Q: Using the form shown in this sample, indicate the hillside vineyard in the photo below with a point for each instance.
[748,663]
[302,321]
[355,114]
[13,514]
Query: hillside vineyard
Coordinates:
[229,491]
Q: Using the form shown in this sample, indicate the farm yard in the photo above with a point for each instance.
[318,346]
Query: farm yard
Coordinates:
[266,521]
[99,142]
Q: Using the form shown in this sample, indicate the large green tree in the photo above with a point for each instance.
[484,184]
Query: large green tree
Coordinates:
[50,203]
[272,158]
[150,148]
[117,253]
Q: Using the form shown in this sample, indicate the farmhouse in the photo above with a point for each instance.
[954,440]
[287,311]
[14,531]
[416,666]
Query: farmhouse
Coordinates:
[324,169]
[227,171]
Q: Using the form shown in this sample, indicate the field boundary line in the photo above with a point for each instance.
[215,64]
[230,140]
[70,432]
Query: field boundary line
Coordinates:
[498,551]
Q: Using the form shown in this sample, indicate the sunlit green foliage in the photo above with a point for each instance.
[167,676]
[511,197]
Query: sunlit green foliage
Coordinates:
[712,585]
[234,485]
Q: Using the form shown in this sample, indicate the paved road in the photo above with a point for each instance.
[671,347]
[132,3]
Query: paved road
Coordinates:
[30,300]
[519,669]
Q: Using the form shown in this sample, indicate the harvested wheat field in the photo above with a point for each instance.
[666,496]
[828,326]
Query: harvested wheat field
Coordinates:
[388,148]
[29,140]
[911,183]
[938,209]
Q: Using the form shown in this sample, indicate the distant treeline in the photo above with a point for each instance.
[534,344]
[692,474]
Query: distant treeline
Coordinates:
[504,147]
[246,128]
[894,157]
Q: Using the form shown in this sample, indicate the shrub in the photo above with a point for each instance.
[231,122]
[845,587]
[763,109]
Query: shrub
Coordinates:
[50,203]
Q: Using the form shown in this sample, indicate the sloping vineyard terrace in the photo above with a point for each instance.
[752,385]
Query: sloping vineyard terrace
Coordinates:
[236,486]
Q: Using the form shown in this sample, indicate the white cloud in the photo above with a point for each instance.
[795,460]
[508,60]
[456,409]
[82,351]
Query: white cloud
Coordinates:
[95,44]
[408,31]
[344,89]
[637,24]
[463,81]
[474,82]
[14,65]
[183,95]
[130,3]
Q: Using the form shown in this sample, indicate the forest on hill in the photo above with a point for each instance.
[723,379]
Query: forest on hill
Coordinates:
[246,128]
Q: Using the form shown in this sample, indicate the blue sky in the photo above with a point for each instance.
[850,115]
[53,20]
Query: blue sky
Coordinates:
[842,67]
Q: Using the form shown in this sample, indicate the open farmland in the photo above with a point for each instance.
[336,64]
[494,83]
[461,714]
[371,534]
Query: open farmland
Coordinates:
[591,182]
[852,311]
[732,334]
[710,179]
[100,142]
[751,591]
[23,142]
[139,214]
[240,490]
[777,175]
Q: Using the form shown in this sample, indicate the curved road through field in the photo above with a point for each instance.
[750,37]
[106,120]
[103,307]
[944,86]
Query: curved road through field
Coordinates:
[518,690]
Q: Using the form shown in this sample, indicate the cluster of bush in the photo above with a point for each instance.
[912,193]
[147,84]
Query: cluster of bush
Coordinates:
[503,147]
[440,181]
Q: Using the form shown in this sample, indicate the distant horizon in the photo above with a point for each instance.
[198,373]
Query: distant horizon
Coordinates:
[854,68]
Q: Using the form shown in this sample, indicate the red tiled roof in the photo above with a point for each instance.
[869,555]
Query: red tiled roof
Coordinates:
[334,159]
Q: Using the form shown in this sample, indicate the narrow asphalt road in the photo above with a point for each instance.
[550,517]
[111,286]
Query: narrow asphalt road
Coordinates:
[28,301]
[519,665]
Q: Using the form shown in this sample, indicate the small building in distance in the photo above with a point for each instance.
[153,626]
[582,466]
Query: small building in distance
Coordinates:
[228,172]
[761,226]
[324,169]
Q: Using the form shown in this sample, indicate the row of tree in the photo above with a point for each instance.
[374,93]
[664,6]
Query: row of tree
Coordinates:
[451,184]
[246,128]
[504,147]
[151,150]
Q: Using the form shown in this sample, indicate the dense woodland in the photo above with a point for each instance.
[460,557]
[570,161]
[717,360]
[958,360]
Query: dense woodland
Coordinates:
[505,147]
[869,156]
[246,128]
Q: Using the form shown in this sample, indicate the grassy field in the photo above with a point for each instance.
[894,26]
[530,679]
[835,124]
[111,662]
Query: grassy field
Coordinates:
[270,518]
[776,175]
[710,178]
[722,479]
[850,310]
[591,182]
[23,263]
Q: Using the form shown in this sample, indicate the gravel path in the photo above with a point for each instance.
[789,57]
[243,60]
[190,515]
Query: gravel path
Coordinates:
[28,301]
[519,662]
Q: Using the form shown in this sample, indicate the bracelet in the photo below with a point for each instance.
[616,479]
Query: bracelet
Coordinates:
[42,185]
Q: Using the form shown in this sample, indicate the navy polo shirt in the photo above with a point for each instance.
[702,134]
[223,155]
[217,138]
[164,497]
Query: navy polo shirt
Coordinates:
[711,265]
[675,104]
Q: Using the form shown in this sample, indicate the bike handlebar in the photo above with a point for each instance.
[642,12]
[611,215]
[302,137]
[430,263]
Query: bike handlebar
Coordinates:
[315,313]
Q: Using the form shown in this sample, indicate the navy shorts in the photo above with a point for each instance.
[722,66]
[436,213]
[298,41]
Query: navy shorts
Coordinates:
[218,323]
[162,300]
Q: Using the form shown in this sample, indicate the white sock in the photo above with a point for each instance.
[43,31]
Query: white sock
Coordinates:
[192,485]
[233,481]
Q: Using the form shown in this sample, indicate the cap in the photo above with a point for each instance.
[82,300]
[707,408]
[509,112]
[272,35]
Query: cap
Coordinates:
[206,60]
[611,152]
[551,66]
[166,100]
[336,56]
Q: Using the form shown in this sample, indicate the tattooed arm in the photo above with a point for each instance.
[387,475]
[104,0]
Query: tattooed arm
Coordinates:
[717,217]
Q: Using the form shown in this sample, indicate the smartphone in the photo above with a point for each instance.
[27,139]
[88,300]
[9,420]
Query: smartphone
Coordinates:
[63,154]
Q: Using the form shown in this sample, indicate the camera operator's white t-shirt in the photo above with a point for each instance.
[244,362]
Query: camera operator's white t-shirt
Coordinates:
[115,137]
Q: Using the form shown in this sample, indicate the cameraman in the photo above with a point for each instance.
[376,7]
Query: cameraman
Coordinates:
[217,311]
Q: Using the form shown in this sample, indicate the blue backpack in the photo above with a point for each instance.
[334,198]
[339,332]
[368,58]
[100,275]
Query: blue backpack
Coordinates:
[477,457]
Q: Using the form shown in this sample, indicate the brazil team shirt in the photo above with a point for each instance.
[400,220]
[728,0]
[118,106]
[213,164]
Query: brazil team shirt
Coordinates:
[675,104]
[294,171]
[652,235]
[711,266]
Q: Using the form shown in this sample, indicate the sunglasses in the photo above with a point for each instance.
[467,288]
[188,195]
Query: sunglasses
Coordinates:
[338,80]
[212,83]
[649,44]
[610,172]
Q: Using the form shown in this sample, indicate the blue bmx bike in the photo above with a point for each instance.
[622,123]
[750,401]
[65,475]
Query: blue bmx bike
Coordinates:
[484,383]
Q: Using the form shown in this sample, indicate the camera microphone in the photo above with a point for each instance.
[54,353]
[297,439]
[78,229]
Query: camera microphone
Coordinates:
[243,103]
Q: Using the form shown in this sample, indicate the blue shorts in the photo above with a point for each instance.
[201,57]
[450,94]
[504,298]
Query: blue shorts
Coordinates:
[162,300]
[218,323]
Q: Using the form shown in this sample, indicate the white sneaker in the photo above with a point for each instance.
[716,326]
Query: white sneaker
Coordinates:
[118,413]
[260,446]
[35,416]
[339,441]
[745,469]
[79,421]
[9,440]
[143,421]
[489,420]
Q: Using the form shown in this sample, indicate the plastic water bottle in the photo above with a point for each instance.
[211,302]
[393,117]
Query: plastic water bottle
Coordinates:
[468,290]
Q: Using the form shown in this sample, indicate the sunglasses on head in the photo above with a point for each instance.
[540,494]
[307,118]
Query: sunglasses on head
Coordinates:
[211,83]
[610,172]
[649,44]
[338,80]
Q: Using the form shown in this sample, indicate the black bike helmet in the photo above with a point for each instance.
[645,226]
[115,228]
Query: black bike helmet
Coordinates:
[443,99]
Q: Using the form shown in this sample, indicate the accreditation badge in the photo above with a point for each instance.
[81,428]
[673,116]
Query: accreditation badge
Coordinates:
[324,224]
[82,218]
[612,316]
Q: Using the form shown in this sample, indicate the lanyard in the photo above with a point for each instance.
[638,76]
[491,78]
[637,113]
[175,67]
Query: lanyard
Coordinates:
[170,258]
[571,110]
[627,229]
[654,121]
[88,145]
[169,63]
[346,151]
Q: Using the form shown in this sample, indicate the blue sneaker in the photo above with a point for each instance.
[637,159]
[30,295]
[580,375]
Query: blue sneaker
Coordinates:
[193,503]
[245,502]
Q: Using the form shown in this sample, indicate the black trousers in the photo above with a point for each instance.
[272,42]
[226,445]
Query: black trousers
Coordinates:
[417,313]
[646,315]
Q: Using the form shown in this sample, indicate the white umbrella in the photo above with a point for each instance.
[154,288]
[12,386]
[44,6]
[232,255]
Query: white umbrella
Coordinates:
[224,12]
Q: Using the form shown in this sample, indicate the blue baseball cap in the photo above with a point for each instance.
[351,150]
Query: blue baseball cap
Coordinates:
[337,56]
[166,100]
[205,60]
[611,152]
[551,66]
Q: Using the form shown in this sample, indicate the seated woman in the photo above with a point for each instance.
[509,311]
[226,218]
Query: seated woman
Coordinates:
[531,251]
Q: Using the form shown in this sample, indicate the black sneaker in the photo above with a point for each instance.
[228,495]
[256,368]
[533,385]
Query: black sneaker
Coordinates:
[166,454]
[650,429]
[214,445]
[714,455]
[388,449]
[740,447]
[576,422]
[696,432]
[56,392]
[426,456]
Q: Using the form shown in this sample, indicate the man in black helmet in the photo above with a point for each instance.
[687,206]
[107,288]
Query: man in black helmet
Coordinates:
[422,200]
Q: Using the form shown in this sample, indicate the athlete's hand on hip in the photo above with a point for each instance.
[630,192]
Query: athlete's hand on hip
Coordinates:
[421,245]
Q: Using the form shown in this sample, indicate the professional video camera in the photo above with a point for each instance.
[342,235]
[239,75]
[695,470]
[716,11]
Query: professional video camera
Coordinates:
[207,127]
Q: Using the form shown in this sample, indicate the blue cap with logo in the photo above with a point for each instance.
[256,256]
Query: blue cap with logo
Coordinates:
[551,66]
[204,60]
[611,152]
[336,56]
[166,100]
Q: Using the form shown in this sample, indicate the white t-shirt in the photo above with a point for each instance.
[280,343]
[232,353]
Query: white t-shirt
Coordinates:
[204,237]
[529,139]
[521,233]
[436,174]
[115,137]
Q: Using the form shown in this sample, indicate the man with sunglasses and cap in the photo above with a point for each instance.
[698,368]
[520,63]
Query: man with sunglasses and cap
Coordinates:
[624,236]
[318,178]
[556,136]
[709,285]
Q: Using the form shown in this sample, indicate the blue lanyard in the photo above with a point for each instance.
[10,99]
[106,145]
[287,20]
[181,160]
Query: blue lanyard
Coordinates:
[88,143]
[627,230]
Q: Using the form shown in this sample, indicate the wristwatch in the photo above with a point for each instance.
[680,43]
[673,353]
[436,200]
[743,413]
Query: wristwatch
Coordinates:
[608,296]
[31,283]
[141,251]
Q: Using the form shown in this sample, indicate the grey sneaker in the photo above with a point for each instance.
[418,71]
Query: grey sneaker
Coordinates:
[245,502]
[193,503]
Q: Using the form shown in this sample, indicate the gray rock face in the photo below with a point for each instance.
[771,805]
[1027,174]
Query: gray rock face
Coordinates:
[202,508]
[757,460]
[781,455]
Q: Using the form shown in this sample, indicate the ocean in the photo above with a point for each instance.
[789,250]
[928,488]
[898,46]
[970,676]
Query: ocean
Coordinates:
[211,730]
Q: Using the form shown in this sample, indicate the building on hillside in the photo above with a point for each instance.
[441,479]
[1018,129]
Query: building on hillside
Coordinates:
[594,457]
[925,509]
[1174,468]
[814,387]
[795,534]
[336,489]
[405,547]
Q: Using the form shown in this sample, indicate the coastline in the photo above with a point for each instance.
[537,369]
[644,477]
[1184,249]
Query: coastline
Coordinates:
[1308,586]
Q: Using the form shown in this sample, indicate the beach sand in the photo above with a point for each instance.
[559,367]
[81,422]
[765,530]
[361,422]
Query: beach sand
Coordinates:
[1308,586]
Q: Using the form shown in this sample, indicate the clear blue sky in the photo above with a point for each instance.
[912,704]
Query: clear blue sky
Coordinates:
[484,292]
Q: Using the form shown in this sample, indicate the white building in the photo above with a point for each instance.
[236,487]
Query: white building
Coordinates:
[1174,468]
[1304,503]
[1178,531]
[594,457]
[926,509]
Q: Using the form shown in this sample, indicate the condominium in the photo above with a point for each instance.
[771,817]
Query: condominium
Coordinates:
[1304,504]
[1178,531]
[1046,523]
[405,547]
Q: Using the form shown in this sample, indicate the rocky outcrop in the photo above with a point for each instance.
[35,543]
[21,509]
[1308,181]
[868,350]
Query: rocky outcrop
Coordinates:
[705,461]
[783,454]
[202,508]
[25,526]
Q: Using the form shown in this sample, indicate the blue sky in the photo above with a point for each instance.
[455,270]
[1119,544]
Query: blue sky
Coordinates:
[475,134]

• **What the task asks**
Reproduce word for word every line from the one containing "Q: Using the form shown in this sample, indicate the clear" through the end of the records, including both.

• **Answer in full**
Q: Using the form shown in this sample, indicate the clear blue sky in the photo above with a point for each instance.
[912,704]
Query: clear blue sky
Coordinates:
[484,292]
Q: Using the form shown in this sample, indicate the white building in the photo above with a point for each instance.
[236,487]
Query: white building
Coordinates:
[1174,468]
[1304,503]
[1178,531]
[594,457]
[926,509]
Q: Using the form shown in this sample, indicate the condominium in the photo above with a point for each instance.
[771,817]
Query: condominium
Coordinates:
[1304,504]
[1178,531]
[1046,523]
[405,547]
Q: Using the form shown in this sample, indicate the rocky outcrop in the photo above with a point for each instance.
[35,543]
[21,509]
[1308,181]
[868,350]
Query: rocky outcrop
Coordinates:
[705,461]
[783,454]
[202,508]
[25,526]
Q: Using the form shown in this sample, indicate the blue sky in the photo above with a point for each instance.
[455,270]
[1119,544]
Query: blue sky
Coordinates:
[475,134]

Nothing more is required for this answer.